(Beginning of Provided data)

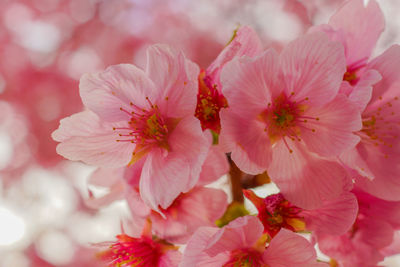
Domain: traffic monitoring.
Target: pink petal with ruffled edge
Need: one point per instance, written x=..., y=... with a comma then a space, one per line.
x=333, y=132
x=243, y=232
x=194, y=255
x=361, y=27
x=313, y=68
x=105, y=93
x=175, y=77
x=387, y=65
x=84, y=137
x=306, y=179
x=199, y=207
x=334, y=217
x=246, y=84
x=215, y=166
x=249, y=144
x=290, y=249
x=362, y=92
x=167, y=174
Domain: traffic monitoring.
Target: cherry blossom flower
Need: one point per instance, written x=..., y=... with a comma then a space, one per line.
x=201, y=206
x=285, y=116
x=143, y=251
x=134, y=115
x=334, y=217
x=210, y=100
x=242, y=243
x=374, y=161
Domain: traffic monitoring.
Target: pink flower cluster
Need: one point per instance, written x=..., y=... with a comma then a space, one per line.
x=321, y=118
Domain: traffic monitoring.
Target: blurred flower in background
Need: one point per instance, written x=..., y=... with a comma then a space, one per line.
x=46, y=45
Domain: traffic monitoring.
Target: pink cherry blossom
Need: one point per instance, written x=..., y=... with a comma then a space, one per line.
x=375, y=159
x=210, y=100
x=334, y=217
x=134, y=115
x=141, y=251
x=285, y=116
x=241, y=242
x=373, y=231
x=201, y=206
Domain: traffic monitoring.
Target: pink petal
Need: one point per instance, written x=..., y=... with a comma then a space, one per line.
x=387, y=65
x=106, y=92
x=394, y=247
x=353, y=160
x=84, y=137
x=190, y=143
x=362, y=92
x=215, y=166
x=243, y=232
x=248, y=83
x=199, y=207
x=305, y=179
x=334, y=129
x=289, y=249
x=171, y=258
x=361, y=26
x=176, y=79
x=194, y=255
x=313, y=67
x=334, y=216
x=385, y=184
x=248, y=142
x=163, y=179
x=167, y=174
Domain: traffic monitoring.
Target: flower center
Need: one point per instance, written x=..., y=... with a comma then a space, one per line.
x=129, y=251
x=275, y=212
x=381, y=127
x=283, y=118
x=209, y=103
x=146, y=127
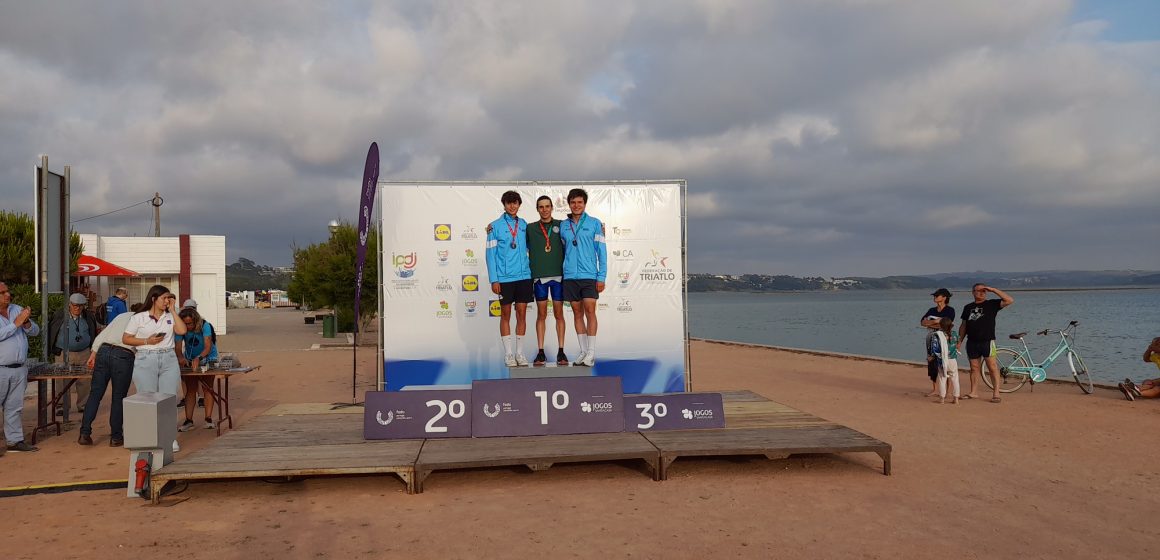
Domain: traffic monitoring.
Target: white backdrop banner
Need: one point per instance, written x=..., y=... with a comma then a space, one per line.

(End of Provided data)

Print each line above exactly as it appears, excluding all images.

-- Output of the task --
Domain: traffic monitoring.
Target: pink petal with ruffled edge
Need: one point per instance, written x=..., y=... with a comma then a space, one per line.
x=333, y=132
x=243, y=232
x=194, y=255
x=361, y=27
x=313, y=68
x=105, y=93
x=175, y=77
x=387, y=65
x=84, y=137
x=306, y=179
x=199, y=207
x=334, y=217
x=246, y=84
x=215, y=166
x=249, y=144
x=290, y=249
x=362, y=92
x=167, y=174
Domain: traffic monitoring.
Target: cherry blossom flower
Need: one point per instance, written x=..., y=... with a comma then a space, one per line.
x=201, y=206
x=285, y=116
x=143, y=251
x=134, y=115
x=334, y=217
x=210, y=100
x=242, y=243
x=374, y=161
Domain: traffic monitoring.
Target: pink flower cluster
Need: one point per instance, written x=..., y=... with a comma then a space, one per line.
x=321, y=118
Domain: traffic monitoring.
Target: blurred flower in background
Need: one point per instance, written x=..., y=... with a comma then a space, one per line.
x=46, y=45
Domain: traffic monitoring.
Target: pink cherry blossom
Need: one point per instance, written x=..., y=... with a comma then a space, one per line.
x=375, y=159
x=210, y=100
x=334, y=217
x=134, y=115
x=141, y=251
x=285, y=116
x=241, y=242
x=373, y=231
x=201, y=206
Domain: traffic monitoring.
Target: pink petal
Need: one point per instance, written x=..., y=... with a comma then a space, one per line.
x=387, y=65
x=106, y=92
x=394, y=247
x=353, y=160
x=84, y=137
x=190, y=143
x=362, y=92
x=215, y=166
x=243, y=232
x=248, y=83
x=199, y=207
x=305, y=179
x=334, y=129
x=289, y=249
x=171, y=258
x=361, y=26
x=176, y=79
x=194, y=255
x=313, y=67
x=334, y=216
x=385, y=184
x=248, y=142
x=163, y=179
x=167, y=174
Domain: traffic monitoring.
Target: flower center
Need: one point per instance, written x=..., y=... with a comma then a space, one per line.
x=129, y=251
x=275, y=212
x=381, y=127
x=283, y=118
x=209, y=103
x=146, y=127
Domain: traffic monitoring.
Target: white backdrop banner
Need: one point per instance, written x=..., y=... with a comma then a space, one per line.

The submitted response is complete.